### ACTIVITY
Word for word, return every record that follows.

### EXTRACTED ENTRIES
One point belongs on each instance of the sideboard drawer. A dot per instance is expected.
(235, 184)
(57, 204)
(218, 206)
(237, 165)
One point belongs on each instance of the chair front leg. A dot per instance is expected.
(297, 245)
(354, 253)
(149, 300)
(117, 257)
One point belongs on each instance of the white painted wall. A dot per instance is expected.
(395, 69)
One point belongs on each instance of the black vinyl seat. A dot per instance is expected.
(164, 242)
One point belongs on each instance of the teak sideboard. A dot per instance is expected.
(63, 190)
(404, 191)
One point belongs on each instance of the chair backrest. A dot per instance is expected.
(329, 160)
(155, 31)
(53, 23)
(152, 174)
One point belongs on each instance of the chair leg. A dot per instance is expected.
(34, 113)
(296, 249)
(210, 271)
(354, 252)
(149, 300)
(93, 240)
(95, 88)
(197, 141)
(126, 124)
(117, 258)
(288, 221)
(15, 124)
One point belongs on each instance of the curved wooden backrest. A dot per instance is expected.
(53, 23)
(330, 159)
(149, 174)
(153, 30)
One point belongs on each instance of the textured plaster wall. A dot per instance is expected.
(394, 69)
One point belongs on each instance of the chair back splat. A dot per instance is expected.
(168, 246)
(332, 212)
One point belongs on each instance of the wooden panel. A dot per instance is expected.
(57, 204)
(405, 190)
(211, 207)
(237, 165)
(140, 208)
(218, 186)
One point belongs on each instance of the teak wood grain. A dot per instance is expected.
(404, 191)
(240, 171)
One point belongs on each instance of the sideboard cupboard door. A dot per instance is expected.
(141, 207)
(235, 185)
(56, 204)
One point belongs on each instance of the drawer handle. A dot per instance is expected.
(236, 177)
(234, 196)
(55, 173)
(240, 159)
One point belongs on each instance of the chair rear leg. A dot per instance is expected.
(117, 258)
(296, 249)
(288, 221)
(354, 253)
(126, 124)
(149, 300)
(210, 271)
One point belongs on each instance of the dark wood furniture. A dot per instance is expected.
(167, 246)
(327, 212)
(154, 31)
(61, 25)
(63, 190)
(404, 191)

### ANSWER
One point belongs on each instance of the sideboard drawer. A dot per instance is expected.
(235, 184)
(57, 204)
(218, 206)
(237, 165)
One point belongs on each instance of the chair front leg. A dot per instance is expected.
(297, 245)
(354, 253)
(149, 300)
(117, 257)
One point belongs on each instance of the white painted wall. A dot per instance is expected.
(395, 69)
One point belongs on each instance of the black vinyl seat. A dot per instance is expected.
(164, 242)
One point belongs on each instance of the teak sideboard. A dot per instance is expected.
(63, 190)
(404, 191)
One point belongs on each instance of the chair backrest. A dot per instance is expected.
(329, 160)
(155, 31)
(53, 23)
(152, 174)
One point belongs on each instance of the chair leg. A dot per instance is expected.
(34, 113)
(296, 249)
(210, 271)
(354, 252)
(149, 300)
(93, 240)
(95, 88)
(197, 141)
(126, 124)
(117, 258)
(288, 221)
(15, 124)
One point belongs on each instance of the curved wooden backrest. A dot per instance is expected.
(53, 23)
(330, 159)
(149, 174)
(153, 30)
One point belongs on each instance of the textured plaster wall. A dot per instance is expected.
(394, 69)
One point belongs on each instance of the chair back splat. A dot per instance is expected.
(168, 246)
(332, 212)
One point belongs on each instance of the wooden panel. A dot per instance is expected.
(57, 204)
(405, 190)
(211, 207)
(237, 165)
(140, 208)
(218, 186)
One point belongs on each instance of the teak wood grain. A dot per instance is expected.
(404, 191)
(240, 171)
One point belongs on each instance of the sideboard cupboard door. A dot per instance is expected.
(141, 207)
(235, 185)
(56, 204)
One point belongs on each instance of the drawer handle. A dot per instance is expected.
(236, 177)
(234, 196)
(55, 173)
(240, 159)
One point belongs on each instance of the chair rear leg. A dot per instance is expected.
(117, 258)
(296, 249)
(288, 221)
(354, 253)
(126, 124)
(149, 300)
(210, 271)
One point belongs on each instance of the dark wood furniture. A dot per instance is expected.
(167, 246)
(327, 212)
(154, 31)
(61, 25)
(63, 190)
(404, 191)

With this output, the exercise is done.